▶ Problem statement
Nothing in the records should change; write them all out exactly.

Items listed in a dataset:
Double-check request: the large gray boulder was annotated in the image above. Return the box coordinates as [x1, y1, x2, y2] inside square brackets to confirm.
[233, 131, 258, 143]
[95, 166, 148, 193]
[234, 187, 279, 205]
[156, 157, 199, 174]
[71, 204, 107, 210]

▶ Written response
Double-check request: the large gray boulder was annotated in the image above. Return the box coordinates as [x1, y1, x2, y2] inside square brackets to confirm.
[233, 131, 258, 143]
[95, 166, 148, 193]
[234, 187, 279, 205]
[156, 157, 199, 174]
[71, 204, 107, 210]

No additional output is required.